— Start of EXTRACTED INFORMATION —

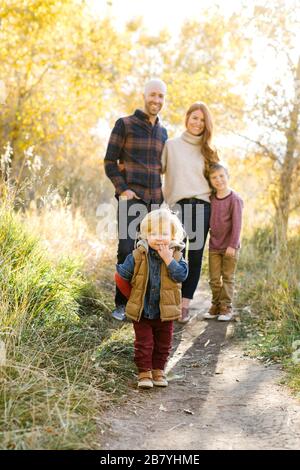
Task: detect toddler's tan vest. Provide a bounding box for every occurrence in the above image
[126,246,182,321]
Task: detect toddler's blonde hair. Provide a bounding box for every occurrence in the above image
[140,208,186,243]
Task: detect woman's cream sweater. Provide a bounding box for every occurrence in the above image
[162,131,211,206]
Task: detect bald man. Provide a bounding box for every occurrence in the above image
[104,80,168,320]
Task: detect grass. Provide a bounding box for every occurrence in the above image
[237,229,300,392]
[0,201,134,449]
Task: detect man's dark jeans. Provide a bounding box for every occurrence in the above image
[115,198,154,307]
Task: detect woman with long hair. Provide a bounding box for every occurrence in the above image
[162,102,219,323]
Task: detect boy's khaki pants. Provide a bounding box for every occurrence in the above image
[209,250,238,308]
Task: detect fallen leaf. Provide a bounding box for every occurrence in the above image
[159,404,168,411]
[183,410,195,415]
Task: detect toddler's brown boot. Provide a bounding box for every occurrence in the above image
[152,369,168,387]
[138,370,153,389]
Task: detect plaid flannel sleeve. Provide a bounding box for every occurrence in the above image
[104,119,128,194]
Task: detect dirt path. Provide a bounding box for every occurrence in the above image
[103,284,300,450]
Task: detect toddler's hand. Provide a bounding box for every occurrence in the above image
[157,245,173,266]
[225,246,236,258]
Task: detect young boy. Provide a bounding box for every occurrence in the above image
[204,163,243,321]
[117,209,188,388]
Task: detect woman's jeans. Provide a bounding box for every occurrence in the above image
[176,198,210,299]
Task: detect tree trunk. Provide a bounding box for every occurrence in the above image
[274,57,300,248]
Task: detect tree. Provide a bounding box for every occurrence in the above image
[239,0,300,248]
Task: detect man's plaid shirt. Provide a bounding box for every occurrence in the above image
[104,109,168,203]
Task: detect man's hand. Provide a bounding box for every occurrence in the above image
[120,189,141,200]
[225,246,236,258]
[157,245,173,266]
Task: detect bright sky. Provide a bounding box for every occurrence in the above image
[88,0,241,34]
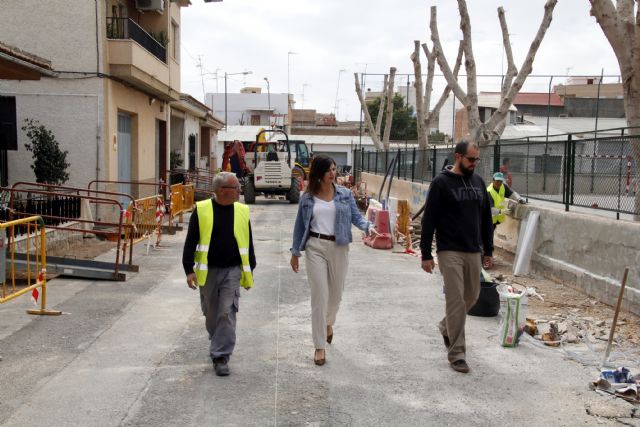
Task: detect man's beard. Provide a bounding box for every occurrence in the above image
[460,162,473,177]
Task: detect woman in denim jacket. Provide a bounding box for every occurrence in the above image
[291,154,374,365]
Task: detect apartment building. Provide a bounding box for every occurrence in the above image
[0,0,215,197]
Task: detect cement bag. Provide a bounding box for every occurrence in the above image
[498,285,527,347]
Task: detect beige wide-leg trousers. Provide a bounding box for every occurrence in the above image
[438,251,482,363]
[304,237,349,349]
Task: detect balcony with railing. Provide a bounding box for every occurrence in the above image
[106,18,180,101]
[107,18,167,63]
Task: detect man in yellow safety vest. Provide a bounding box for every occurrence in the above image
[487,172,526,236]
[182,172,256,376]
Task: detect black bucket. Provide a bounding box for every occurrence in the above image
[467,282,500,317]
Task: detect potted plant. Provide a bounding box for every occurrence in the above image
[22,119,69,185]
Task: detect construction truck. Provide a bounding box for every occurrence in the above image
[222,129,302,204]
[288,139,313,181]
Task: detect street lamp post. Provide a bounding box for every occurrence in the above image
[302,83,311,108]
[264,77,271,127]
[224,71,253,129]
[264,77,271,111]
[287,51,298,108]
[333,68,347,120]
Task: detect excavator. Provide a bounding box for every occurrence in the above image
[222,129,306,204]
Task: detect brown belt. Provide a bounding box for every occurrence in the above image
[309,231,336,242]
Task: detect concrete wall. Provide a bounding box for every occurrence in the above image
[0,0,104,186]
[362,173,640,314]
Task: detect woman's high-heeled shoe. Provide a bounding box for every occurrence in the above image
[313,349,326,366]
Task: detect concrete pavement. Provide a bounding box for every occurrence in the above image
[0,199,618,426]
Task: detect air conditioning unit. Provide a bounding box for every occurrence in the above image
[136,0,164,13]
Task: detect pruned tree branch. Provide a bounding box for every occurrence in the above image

— End of EXTRACTED INFORMATION —

EXERCISE TASK
Convert all of the records above into a numbered list without blank lines, and omit the pictures.

FINAL RESULT
1. Task: detect toddler's tan vest. Provide a bounding box for every occurrence in the above image
2. [126,246,182,321]
3. Task: detect toddler's blonde hair. Provide a bounding box for every occurrence in the above image
4. [140,208,186,243]
5. Task: detect woman's cream sweater. Provide a bounding box for every occurrence in the above image
6. [162,131,211,206]
7. Task: detect bald man. Provide a bounding box for every occurrence in the above image
8. [104,80,168,320]
9. Task: detect grass. Provide a bounding box for every occurrence in the above image
10. [237,229,300,392]
11. [0,201,134,449]
12. Task: detect man's dark jeans. Provide a bounding box for every occurrence in the above image
13. [115,198,154,307]
14. Task: detect woman with long hair. Provide a bounding box for every occurrence in the above image
15. [162,102,219,323]
16. Task: detect boy's khaki pants. Provide a bounding box for every occurrence in the above image
17. [209,250,238,308]
18. Task: detect fallen leaf. Provide a bounding box for every occurrence in the above image
19. [159,404,168,411]
20. [183,410,195,415]
21. Task: detect toddler's brown boot. Provide a bounding box for every occurrence in the above image
22. [152,369,168,387]
23. [138,370,153,389]
24. Task: detect plaid flannel sleeve. Provide a bounding box for every occurrence in the above image
25. [104,119,128,194]
26. Task: detect dirt path. Provide a bounding box for every occurrence in the above image
27. [103,284,300,450]
28. Task: detect toddler's hand. Provide a bounding box for every occurrence in the above image
29. [157,245,173,266]
30. [225,246,236,258]
31. Task: detect young boy. Provide a bounding box for every occurrence in the above image
32. [204,163,243,321]
33. [117,209,188,388]
34. Task: detect woman's jeans. Provide a bounding box for every occurrence in the above image
35. [176,198,210,299]
36. Task: detect tree trunk. Provide a bounding box for every occurrence in the above image
37. [274,57,300,248]
38. Task: detect tree. Provide a bounding box for every occurrence in the above image
39. [239,0,300,248]
40. Task: detect man's plaid shirt. Provide a bounding box for every occurrence in the above image
41. [104,109,168,203]
42. Task: detect man's hand. Provide a bounding box for every occurrence in the above image
43. [120,189,141,200]
44. [225,246,236,258]
45. [157,245,173,266]
46. Task: detect bright sky. Provide a bounding box for every occurrence in the above image
47. [88,0,241,34]
48. Task: detect man's beard. Provide a bounding box for every occurrence in the above image
49. [460,162,473,177]
50. Task: detect woman in denim jacket. Provide a bounding box for every occurrence in the above image
51. [291,154,374,365]
52. Task: detect apartment building. Provide a bounding box for every occurrence in the above image
53. [0,0,215,197]
54. Task: detect cement bag. Provide a bounding box for every occurrence in the above image
55. [498,285,527,347]
56. Task: detect beige wide-leg trousers. Provide a bounding box for every occurrence in the above image
57. [438,251,482,363]
58. [304,237,349,349]
59. Task: detect balcony with railing. Provide a bounding box for every occurrence in the above image
60. [106,18,180,101]
61. [107,18,167,63]
62. Task: detect man in yellow safety vest. Provide a bounding box for every occurrence in the above image
63. [487,172,526,236]
64. [182,172,256,376]
65. Task: detect black bucket. Provide a bounding box for every occurrence in the above image
66. [467,282,500,317]
67. Task: detect potted plant. Provide a bounding box for every occurrence in the above image
68. [22,119,69,185]
69. Task: detect construction truck. Provide a bounding box for every occurrence in the above image
70. [222,129,302,204]
71. [288,139,313,181]
72. Task: detect street lamp post. Provide a bounding box for every occurrence in the above image
73. [302,83,311,108]
74. [264,77,271,127]
75. [224,71,253,129]
76. [264,77,271,111]
77. [287,51,298,108]
78. [333,68,347,120]
79. Task: detect excavator. Provide a bounding box for every occurrence in the above image
80. [222,129,306,204]
81. Task: detect brown belt. Provide a bounding box for every occurrence in the above image
82. [309,231,336,242]
83. Task: detect concrete wall. Provide a bounding box for every occurrence in the above image
84. [0,0,104,186]
85. [362,173,640,314]
86. Task: detect woman's high-heeled shoe. Provide a bounding box for every occurrence in the above image
87. [313,349,326,366]
88. Task: detect concrete pavement. Provide a bounding box for every occurrence in the above image
89. [0,199,618,426]
90. Task: detect air conditioning unit. Provide a bounding box for every occurrence in the above image
91. [136,0,164,13]
92. Task: detect pruned tree branch. Provide a bounding box for every occurrence in the above image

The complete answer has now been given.